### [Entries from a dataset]

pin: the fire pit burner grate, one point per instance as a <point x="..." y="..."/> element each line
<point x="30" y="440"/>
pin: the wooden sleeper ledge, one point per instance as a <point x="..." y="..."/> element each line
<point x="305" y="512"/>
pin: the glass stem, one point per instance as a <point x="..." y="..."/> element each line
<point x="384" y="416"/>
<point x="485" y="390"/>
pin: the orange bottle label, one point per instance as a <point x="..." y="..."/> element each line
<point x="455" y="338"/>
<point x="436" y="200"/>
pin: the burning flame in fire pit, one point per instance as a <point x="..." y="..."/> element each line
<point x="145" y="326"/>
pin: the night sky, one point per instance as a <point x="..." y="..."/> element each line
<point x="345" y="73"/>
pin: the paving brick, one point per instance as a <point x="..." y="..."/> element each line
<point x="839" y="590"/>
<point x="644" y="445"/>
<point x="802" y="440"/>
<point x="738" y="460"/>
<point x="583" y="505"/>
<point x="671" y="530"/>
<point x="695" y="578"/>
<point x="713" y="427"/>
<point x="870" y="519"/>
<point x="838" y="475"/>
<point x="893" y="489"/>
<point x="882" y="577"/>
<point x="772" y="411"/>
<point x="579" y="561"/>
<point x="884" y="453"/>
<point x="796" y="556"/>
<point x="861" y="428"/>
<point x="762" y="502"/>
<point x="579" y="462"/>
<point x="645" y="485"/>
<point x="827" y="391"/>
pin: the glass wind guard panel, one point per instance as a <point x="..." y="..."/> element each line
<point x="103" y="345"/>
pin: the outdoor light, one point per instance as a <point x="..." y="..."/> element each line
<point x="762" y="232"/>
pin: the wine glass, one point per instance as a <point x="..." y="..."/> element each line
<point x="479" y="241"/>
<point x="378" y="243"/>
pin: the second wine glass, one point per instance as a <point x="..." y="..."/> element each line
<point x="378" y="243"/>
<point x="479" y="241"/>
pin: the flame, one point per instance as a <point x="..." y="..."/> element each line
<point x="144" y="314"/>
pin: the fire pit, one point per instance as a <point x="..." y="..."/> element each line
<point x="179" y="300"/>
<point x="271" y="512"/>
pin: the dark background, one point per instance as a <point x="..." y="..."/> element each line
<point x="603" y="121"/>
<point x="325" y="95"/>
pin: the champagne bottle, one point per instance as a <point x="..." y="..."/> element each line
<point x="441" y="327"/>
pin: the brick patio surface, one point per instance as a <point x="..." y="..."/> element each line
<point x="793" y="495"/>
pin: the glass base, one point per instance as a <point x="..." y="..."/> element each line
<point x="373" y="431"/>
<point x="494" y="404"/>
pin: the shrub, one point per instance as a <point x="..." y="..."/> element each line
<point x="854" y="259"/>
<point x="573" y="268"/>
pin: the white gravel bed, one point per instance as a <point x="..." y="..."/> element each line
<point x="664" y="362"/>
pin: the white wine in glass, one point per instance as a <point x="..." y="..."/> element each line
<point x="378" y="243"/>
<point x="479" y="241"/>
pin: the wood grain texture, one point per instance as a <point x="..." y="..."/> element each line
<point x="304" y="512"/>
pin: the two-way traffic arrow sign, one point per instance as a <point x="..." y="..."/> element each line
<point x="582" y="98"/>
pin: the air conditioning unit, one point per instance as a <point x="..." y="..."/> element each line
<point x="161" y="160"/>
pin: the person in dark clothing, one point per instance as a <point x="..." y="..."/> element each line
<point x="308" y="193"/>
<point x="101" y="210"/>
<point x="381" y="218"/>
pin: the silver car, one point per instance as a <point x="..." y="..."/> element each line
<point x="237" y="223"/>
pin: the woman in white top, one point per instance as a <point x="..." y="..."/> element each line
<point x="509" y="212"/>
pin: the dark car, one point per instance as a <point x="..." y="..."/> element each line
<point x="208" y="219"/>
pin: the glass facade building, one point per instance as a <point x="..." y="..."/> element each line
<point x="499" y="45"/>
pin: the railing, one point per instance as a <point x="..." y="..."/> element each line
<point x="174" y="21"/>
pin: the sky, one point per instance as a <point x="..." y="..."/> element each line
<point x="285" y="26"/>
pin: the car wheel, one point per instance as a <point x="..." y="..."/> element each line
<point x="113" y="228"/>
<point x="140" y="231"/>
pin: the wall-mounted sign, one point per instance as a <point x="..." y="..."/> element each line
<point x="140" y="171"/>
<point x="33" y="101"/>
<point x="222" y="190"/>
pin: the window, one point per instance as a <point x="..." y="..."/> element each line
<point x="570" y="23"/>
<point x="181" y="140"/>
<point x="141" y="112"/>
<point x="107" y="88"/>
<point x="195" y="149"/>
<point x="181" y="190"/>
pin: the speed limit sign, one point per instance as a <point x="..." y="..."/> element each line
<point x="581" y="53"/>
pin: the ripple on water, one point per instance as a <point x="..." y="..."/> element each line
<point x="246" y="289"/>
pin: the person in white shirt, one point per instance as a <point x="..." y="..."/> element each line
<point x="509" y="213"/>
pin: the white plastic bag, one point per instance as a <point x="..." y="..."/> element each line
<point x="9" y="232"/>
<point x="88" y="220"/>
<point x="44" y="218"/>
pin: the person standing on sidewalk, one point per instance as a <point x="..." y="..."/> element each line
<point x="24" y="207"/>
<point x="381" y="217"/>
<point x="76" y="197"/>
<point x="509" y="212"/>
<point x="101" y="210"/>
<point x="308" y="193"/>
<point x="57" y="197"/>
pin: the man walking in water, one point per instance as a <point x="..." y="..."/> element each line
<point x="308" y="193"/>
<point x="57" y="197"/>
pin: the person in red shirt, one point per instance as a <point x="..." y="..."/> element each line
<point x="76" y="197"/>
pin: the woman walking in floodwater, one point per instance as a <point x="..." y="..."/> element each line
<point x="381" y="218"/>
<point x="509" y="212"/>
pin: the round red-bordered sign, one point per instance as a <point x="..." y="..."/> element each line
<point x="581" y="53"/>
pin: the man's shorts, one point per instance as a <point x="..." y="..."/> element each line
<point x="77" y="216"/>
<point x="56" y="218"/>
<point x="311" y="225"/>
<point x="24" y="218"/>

### [Instructions for the task]
Copy every record above exactly as it appears.

### [Result of this exercise]
pin: the fire pit burner grate, one point per instance as a <point x="..." y="..."/> element each line
<point x="30" y="440"/>
pin: the wooden sleeper ledge, one point per instance as a <point x="..." y="..."/> element each line
<point x="305" y="512"/>
pin: the glass stem, one point per instance as a <point x="..." y="..."/> element each line
<point x="384" y="416"/>
<point x="485" y="390"/>
pin: the orange bottle label, one point per instance as a <point x="..." y="..."/> element each line
<point x="455" y="338"/>
<point x="436" y="200"/>
pin: the burning flame in fire pit, one point per instance as a <point x="..." y="..."/> element each line
<point x="145" y="326"/>
pin: the night sky, one point per instance as a <point x="..." y="..."/> element each line
<point x="345" y="73"/>
pin: the paving brick, one point per instance as a <point x="..." y="..."/> element each line
<point x="839" y="590"/>
<point x="644" y="445"/>
<point x="802" y="440"/>
<point x="738" y="460"/>
<point x="583" y="505"/>
<point x="671" y="530"/>
<point x="695" y="578"/>
<point x="713" y="427"/>
<point x="870" y="519"/>
<point x="838" y="475"/>
<point x="893" y="489"/>
<point x="882" y="577"/>
<point x="772" y="411"/>
<point x="579" y="561"/>
<point x="884" y="453"/>
<point x="796" y="556"/>
<point x="861" y="428"/>
<point x="762" y="502"/>
<point x="579" y="462"/>
<point x="645" y="485"/>
<point x="827" y="391"/>
pin: the glass wind guard panel, one point per instance as a <point x="..." y="..."/> element each line
<point x="103" y="345"/>
pin: the outdoor light, one point per instance as a <point x="..." y="..."/> element each line
<point x="762" y="232"/>
pin: the wine glass, one point per instance as a <point x="..." y="..."/> element each line
<point x="479" y="241"/>
<point x="378" y="243"/>
pin: the second wine glass, one point per instance as a <point x="..." y="..."/> element each line
<point x="378" y="243"/>
<point x="479" y="241"/>
pin: the flame, one point per instance as a <point x="..." y="..."/> element each line
<point x="144" y="314"/>
pin: the fire pit, one point per instance as a <point x="..." y="..."/> element each line
<point x="179" y="300"/>
<point x="271" y="512"/>
pin: the dark background, one point per instance as a <point x="..." y="..."/> element each line
<point x="603" y="121"/>
<point x="325" y="95"/>
pin: the champagne bottle, one point per instance as a <point x="..." y="..."/> element each line
<point x="441" y="327"/>
pin: the brick patio surface, one point per instance as a <point x="..." y="..."/> element each line
<point x="793" y="495"/>
pin: the glass base, one point per instance as a <point x="..." y="..."/> element each line
<point x="373" y="431"/>
<point x="494" y="404"/>
pin: the shrub, one point per instance as a <point x="..." y="..."/> element each line
<point x="854" y="259"/>
<point x="573" y="268"/>
pin: the white gravel bed, one point per instance as a <point x="..." y="..."/> element each line
<point x="664" y="362"/>
pin: the white wine in glass, one point per instance as a <point x="..." y="..."/> element each line
<point x="378" y="243"/>
<point x="479" y="241"/>
pin: the wood grain texture, one point per instance as a <point x="..." y="..."/> element each line
<point x="304" y="512"/>
pin: the two-way traffic arrow sign, one point per instance as a <point x="..." y="..."/> element each line
<point x="582" y="98"/>
pin: the air conditioning unit, one point per instance as a <point x="..." y="..."/> element each line
<point x="161" y="160"/>
pin: the person in dark clothing, one point per instance as a <point x="..." y="..."/> element each line
<point x="308" y="193"/>
<point x="101" y="210"/>
<point x="381" y="218"/>
pin: the silver car, one point per instance as a <point x="..." y="..."/> element each line
<point x="237" y="223"/>
pin: the woman in white top, one point per instance as a <point x="..." y="..."/> element each line
<point x="509" y="212"/>
pin: the dark car, one point per instance as a <point x="..." y="..."/> element each line
<point x="208" y="219"/>
pin: the glass facade building, one point per instance as a <point x="..." y="..."/> element each line
<point x="499" y="45"/>
pin: the railing, one point per instance as a <point x="..." y="..."/> element each line
<point x="174" y="21"/>
pin: the sky, one point per instance as a <point x="..." y="..."/> element each line
<point x="285" y="26"/>
pin: the car wheel, one point per instance as a <point x="..." y="..."/> element each line
<point x="113" y="228"/>
<point x="140" y="231"/>
pin: the wall-mounted sign, one point per instance as a <point x="..." y="..."/> element each line
<point x="140" y="171"/>
<point x="33" y="101"/>
<point x="222" y="190"/>
pin: the window, one point per instance as a <point x="..." y="..."/> element each line
<point x="570" y="23"/>
<point x="181" y="140"/>
<point x="141" y="112"/>
<point x="107" y="88"/>
<point x="195" y="149"/>
<point x="181" y="190"/>
pin: the speed limit sign, one point per instance as a <point x="..." y="..."/> element each line
<point x="581" y="53"/>
pin: the ripple on water, one point per instance as a <point x="..." y="..."/> element each line
<point x="246" y="289"/>
pin: the person in white shirt, one point per instance as a <point x="..." y="..."/> element each line
<point x="509" y="213"/>
pin: the white plastic bag, one point per instance as a <point x="..." y="..."/> element each line
<point x="9" y="232"/>
<point x="88" y="220"/>
<point x="44" y="218"/>
pin: the person standing on sidewalk, one point per instance as a <point x="..." y="..."/> element each line
<point x="24" y="207"/>
<point x="381" y="217"/>
<point x="76" y="197"/>
<point x="509" y="212"/>
<point x="101" y="210"/>
<point x="308" y="193"/>
<point x="57" y="197"/>
pin: the man walking in water, one point per instance as a <point x="..." y="..."/> element each line
<point x="308" y="193"/>
<point x="57" y="197"/>
pin: the person in red shirt, one point per instance as a <point x="..." y="..."/> element each line
<point x="76" y="197"/>
pin: the woman walking in floodwater, one point per instance as a <point x="..." y="..."/> element each line
<point x="381" y="218"/>
<point x="509" y="212"/>
pin: the round red-bordered sign, one point per instance as a <point x="..." y="..."/> element each line
<point x="581" y="53"/>
pin: the man's shorts, one point per instance as a <point x="..." y="..."/> element each line
<point x="77" y="216"/>
<point x="56" y="218"/>
<point x="311" y="225"/>
<point x="24" y="218"/>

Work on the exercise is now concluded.